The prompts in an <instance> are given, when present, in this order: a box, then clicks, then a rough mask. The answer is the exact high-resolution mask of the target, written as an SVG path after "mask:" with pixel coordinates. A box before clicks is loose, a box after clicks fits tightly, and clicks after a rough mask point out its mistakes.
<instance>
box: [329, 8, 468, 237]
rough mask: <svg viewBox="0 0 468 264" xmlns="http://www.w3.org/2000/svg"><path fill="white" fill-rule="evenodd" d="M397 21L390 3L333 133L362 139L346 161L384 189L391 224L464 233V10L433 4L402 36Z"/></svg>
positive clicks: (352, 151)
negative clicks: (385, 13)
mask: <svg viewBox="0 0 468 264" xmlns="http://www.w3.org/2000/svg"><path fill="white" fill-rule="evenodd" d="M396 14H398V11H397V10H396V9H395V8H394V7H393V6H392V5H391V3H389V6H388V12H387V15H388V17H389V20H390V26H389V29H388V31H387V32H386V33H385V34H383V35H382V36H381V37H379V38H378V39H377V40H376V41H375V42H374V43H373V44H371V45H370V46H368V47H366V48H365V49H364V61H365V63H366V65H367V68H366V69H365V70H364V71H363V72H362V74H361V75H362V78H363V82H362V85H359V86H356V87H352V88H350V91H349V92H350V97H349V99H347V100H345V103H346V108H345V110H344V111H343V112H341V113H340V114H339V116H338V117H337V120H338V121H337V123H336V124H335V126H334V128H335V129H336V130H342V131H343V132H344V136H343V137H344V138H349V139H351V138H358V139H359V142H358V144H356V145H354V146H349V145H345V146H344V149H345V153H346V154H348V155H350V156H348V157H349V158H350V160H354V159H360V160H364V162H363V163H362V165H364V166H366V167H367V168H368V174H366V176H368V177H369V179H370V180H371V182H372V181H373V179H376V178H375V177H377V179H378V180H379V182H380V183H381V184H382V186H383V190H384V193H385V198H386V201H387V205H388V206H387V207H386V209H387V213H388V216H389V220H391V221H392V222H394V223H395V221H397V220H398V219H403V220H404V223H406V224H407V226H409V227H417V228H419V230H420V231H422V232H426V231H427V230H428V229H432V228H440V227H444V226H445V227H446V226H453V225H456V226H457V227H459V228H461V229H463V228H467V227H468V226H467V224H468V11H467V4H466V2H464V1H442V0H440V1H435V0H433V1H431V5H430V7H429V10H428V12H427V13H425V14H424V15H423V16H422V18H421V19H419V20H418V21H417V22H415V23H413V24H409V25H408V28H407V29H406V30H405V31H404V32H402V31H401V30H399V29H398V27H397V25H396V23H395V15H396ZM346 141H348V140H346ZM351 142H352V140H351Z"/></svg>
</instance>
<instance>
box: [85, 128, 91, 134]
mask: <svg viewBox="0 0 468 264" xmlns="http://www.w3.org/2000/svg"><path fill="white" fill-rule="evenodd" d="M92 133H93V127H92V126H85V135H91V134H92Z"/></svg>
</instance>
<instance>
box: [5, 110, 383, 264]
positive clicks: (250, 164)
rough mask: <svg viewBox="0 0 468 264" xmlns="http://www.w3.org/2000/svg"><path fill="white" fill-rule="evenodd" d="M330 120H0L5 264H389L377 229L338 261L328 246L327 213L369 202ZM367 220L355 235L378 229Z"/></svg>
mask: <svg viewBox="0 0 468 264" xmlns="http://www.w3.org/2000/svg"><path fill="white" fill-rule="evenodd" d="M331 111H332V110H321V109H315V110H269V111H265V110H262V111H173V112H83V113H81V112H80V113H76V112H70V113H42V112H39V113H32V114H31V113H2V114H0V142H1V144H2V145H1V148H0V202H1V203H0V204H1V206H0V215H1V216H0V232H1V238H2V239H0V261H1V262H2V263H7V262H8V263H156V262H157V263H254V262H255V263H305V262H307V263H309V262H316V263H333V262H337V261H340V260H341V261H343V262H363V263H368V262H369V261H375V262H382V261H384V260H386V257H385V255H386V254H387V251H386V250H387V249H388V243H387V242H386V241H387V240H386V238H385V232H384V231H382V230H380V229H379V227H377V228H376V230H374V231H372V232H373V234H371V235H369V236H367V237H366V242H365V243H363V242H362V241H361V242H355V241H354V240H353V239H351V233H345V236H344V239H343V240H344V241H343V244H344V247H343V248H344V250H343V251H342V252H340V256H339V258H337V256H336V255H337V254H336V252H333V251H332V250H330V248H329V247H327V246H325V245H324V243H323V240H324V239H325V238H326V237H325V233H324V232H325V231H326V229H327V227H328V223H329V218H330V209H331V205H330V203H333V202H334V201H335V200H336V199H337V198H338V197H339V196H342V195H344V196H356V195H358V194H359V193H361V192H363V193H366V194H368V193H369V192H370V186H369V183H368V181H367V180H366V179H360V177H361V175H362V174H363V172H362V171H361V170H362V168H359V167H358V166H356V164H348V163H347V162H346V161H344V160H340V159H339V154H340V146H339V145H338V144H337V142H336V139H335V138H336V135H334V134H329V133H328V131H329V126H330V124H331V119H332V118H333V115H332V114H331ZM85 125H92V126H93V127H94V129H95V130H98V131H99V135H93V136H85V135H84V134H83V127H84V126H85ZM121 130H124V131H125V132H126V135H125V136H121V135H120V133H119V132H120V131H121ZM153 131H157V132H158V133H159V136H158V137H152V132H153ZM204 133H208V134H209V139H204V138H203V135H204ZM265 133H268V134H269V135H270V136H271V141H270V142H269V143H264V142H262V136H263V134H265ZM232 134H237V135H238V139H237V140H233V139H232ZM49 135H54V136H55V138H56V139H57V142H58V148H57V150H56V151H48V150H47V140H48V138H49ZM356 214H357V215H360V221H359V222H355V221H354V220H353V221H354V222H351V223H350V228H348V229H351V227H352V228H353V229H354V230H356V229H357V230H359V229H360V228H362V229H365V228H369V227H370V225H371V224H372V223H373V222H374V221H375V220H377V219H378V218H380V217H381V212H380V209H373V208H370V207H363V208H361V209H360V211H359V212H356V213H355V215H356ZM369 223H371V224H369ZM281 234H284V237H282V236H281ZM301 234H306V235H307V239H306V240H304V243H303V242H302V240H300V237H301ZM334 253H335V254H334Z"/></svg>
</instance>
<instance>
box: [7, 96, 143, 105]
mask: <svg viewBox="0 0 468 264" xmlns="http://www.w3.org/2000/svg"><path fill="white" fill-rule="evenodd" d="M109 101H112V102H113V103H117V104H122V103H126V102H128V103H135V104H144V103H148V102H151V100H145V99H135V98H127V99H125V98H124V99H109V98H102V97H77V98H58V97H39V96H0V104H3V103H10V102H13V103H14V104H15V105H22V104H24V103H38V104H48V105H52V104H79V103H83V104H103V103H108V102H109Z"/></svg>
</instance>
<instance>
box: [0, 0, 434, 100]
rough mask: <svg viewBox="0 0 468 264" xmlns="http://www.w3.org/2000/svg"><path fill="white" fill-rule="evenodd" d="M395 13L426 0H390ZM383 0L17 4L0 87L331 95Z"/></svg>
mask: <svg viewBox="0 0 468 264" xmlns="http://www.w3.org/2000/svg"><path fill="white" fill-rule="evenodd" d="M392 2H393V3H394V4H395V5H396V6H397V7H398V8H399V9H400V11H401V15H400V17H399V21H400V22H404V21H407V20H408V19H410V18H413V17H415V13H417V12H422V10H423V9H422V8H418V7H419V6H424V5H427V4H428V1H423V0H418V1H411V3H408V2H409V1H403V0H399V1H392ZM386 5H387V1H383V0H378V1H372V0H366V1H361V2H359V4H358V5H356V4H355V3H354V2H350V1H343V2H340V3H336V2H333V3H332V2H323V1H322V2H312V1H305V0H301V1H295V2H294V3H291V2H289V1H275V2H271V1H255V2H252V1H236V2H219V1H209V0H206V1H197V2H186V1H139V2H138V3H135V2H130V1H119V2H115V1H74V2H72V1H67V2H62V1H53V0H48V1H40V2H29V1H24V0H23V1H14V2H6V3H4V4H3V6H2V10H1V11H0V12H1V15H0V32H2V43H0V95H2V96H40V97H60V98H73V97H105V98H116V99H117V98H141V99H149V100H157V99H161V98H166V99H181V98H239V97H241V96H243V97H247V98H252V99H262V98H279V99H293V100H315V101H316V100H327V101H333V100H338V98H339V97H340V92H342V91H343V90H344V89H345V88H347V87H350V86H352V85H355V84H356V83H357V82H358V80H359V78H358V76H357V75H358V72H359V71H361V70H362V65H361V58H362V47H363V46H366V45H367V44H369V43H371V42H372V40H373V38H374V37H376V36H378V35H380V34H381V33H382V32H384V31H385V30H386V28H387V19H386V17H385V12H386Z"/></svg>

= = = = = = =

Work item - Filter the entries down to the lines that hold "positive". Copy those lines.

Solution -
positive clicks: (352, 151)
positive clicks: (250, 164)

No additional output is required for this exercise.